■ Selection:
Brick Hill owes its existence to its geology. It stands on the Bracklesham Beds, a geological seam holding sand and brick clays.
From the mid 18th century, bricks were made at Brick Hill, and the industry seems to have grown in the mid 19th century.
Brick Hill and the brickyard. Ordnance Survey map, X.II. First edition, 1870. (With thanks to Surrey History Centre.)
But in 1902 John Henry Sturt, who had run a brick yard at Brick Hill, leased ground at Parker’s Hill for brick making. This was on the Common, opposite the Runic Cross.
Then there was a major fire at the brick field in 1907, and after this Sturt began his building business. Brick Hill stopped making bricks, and local employment shifted to building.
The fire at Sturt’s brickyard, 1907. (Photograph by William End. Image courtesy of John End.)
What were the bricks from Valley End like? Why didn’t G. F.Bodley use local bricks for St. Saviour’s? The church was erected in 1867, when the brickfields were in operation, and he was inspired by local architecture in Surrey.
It seems that Valley End bricks were too soft. There is a photograph of bricks being delivered to Brick Hill. This was either done after the yards stopped working, or the builder found the local product inferior.
Bricks being delivered to Brick Hill. (Image courtesy of John End.)
There are stories about soft bricks at Brick Hill. In one house the bricks in the kitchen were so soft that it was not only possible to poke holes in the wall with a finger, but mice were nibbling through the bricks to raid the cornflakes in the cupboards. The kitchen walls were replaced with some urgency.

■ Data:
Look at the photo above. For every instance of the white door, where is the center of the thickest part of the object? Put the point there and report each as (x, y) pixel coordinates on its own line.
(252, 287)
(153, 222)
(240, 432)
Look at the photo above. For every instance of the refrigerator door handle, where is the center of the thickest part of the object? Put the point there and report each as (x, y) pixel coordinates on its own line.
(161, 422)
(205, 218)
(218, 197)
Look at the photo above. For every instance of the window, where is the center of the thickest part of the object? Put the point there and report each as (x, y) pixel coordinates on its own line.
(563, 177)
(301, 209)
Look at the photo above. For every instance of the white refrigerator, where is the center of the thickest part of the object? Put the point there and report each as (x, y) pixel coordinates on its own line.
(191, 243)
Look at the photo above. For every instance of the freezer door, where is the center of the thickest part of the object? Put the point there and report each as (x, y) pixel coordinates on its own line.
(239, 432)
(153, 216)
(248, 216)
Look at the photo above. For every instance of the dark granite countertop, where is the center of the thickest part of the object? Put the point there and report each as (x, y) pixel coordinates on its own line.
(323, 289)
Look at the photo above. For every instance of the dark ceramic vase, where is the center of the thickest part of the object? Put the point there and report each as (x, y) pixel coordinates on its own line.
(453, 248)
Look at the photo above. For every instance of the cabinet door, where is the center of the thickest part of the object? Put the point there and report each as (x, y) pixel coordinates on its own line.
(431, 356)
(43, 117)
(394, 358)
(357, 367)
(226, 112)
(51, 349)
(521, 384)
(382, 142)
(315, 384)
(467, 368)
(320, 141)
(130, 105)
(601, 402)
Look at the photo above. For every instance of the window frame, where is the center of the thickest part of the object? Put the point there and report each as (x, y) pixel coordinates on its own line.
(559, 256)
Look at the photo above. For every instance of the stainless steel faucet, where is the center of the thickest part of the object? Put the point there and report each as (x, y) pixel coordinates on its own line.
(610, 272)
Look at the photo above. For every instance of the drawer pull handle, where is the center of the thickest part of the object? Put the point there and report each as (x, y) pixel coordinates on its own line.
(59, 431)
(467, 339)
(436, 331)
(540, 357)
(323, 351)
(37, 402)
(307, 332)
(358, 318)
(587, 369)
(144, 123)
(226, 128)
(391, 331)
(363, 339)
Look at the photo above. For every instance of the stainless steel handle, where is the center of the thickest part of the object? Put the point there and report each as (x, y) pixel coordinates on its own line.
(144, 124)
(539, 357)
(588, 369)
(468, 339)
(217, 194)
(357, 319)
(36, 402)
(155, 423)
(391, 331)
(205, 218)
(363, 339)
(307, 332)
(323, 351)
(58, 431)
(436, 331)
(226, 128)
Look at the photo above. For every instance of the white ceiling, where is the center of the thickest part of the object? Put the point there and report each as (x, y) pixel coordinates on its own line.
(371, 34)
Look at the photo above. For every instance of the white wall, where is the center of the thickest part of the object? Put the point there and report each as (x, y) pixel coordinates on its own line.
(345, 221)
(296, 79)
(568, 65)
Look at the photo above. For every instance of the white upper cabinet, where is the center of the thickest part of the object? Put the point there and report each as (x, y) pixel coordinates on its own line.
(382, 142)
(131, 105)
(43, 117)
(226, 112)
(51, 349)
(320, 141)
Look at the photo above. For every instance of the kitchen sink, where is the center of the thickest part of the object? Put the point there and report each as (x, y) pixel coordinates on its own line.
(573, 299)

--

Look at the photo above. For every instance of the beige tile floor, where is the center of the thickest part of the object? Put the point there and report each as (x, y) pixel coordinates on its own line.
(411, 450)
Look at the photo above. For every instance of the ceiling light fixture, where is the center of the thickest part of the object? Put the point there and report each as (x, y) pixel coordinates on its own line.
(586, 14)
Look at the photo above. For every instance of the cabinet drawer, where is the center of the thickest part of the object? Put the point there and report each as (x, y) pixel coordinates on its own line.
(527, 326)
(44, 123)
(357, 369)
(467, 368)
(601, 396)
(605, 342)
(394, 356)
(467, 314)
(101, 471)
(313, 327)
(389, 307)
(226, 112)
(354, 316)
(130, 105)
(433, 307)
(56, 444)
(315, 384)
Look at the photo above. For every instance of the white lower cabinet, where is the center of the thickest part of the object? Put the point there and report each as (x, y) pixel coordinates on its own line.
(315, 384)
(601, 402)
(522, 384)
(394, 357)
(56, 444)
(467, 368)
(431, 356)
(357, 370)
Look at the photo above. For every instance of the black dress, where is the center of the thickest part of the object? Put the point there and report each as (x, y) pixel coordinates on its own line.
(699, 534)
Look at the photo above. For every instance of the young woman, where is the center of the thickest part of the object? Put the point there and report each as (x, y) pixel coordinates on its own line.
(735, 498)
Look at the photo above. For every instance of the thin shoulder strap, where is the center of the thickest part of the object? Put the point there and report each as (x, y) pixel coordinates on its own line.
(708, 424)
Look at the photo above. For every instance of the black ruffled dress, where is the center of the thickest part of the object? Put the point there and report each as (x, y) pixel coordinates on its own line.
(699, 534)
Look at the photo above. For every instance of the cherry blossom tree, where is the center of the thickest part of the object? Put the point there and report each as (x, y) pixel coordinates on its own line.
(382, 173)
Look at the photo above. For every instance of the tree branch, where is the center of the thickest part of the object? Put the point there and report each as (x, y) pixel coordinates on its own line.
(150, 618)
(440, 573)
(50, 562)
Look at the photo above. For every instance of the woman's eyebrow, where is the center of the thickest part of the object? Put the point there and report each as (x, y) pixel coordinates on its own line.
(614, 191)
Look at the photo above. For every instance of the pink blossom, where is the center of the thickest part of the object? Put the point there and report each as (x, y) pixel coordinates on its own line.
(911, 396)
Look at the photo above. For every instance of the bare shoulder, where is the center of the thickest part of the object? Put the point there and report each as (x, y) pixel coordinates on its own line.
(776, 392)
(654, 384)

---

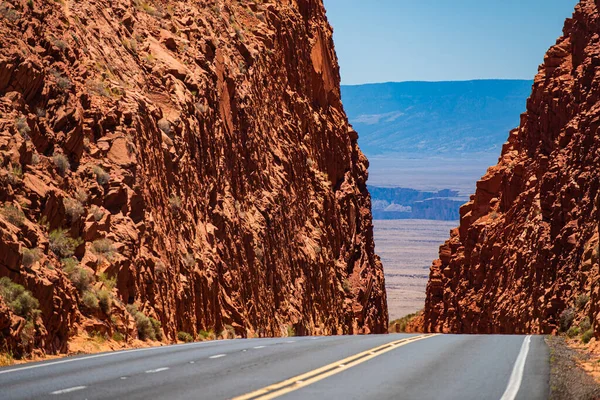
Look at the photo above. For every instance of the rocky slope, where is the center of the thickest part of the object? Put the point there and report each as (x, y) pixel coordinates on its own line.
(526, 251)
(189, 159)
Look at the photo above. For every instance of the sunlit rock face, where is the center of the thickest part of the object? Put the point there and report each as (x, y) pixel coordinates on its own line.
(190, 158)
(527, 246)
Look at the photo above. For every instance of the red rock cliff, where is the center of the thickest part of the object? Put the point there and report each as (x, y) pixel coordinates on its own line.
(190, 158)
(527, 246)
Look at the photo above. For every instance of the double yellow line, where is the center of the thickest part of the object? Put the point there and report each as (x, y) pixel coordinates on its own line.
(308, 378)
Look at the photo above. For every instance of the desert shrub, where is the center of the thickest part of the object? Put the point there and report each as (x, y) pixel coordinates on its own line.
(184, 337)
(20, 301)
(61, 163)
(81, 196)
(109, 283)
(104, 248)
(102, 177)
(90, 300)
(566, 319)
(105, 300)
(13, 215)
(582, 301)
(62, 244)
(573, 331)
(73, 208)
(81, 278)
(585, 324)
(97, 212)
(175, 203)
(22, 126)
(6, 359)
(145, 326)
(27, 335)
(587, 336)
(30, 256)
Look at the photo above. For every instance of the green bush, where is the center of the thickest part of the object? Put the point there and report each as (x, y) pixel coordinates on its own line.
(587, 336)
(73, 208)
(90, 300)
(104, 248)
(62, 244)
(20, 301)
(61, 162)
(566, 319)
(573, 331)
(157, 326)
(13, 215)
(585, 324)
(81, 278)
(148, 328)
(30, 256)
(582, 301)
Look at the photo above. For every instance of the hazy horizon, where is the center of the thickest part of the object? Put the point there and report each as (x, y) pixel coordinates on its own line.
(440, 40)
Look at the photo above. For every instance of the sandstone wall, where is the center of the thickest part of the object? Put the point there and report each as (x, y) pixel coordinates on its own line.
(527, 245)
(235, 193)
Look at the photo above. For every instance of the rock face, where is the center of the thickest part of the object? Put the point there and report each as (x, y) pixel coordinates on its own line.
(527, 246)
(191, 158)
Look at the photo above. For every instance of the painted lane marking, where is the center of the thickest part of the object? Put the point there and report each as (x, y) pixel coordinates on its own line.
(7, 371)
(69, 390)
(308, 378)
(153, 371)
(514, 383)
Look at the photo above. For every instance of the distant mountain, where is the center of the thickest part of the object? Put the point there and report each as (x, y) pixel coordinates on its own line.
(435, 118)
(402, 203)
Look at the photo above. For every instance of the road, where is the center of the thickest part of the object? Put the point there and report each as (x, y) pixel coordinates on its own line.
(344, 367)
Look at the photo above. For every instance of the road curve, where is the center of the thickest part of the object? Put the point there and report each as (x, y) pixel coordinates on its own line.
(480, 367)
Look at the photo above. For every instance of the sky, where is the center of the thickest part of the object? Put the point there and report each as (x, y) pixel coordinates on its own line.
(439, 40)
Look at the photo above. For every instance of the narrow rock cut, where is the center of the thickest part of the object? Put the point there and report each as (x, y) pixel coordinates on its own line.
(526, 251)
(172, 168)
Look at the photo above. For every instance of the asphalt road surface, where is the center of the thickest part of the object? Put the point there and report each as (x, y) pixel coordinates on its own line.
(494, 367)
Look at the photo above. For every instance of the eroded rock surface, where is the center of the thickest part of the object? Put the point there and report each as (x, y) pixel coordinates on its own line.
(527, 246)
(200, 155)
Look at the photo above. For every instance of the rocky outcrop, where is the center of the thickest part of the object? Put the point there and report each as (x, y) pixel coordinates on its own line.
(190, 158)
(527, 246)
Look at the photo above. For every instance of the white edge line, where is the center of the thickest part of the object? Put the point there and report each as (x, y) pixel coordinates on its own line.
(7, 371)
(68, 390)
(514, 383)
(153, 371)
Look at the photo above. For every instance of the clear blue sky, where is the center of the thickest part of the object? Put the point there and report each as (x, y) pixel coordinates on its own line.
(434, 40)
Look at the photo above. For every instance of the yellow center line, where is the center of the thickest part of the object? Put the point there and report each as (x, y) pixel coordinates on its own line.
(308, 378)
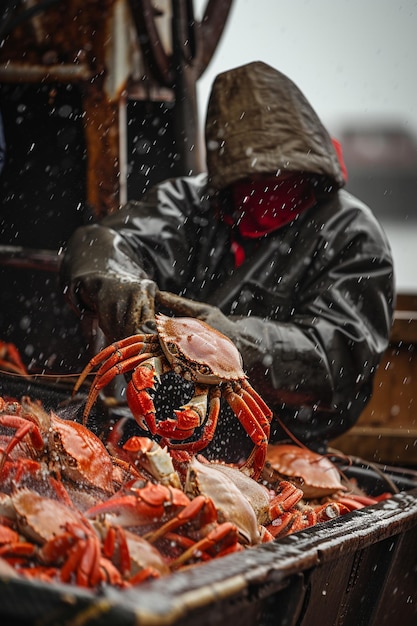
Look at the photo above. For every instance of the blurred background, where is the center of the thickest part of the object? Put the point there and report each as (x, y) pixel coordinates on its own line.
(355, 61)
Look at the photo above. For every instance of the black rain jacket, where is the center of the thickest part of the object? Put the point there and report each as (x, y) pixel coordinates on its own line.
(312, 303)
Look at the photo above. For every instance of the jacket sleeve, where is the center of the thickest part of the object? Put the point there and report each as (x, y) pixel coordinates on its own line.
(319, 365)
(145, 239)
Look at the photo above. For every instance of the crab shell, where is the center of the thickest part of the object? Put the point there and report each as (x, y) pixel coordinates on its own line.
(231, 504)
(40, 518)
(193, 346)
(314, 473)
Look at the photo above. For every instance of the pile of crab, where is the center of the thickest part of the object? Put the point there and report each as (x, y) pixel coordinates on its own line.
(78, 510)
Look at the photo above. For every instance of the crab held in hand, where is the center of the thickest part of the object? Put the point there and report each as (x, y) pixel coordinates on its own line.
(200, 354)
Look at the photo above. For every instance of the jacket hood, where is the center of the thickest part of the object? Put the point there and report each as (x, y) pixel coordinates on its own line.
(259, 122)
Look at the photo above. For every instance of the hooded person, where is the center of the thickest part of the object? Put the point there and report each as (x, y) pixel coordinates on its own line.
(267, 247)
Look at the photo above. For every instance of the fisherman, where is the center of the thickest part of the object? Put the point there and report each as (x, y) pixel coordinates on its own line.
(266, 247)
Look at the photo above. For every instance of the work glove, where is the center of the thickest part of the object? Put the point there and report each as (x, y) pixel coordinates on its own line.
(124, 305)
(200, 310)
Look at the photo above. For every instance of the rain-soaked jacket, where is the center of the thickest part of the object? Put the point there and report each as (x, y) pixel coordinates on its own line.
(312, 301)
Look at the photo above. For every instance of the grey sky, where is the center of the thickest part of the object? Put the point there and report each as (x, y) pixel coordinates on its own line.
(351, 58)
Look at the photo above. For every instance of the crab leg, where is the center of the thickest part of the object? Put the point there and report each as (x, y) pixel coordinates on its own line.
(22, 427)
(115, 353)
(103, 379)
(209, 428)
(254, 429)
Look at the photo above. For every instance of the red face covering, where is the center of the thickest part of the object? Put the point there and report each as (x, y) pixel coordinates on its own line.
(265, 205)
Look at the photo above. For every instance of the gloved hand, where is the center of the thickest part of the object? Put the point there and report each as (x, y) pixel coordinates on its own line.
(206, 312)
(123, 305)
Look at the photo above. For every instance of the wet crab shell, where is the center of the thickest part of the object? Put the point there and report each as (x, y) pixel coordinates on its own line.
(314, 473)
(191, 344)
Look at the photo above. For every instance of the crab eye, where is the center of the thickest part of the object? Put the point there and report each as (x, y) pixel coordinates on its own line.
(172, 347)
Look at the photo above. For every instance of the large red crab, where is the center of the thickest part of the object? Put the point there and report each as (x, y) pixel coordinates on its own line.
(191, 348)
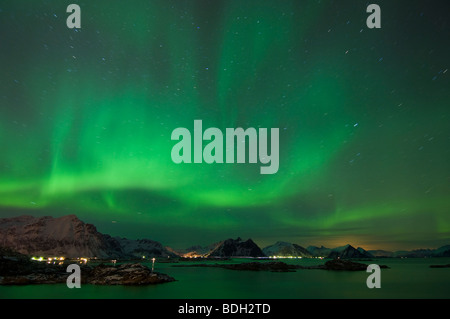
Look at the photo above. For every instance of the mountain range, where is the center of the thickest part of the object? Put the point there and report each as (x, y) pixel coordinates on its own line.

■ Stated problem 1: In the Brick Hill history, why does Brick Hill owe its existence to its geology? Answer in one to three sentences.
■ Stated problem 2: Write out the passage of the Brick Hill history from "But in 1902" to "End. Image courtesy of John End.)", word for word.

■ Complete output 1: Brick Hill stands on the Bracklesham Beds, a geological seam that holds sand and brick clays.

■ Complete output 2:
But in 1902 John Henry Sturt, who had run a brick yard at Brick Hill, leased ground at Parker’s Hill for brick making. This was on the Common, opposite the Runic Cross.
Then there was a major fire at the brick field in 1907, and after this Sturt began his building business. Brick Hill stopped making bricks, and local employment shifted to building.
The fire at Sturt’s brickyard, 1907. (Photograph by William End. Image courtesy of John End.)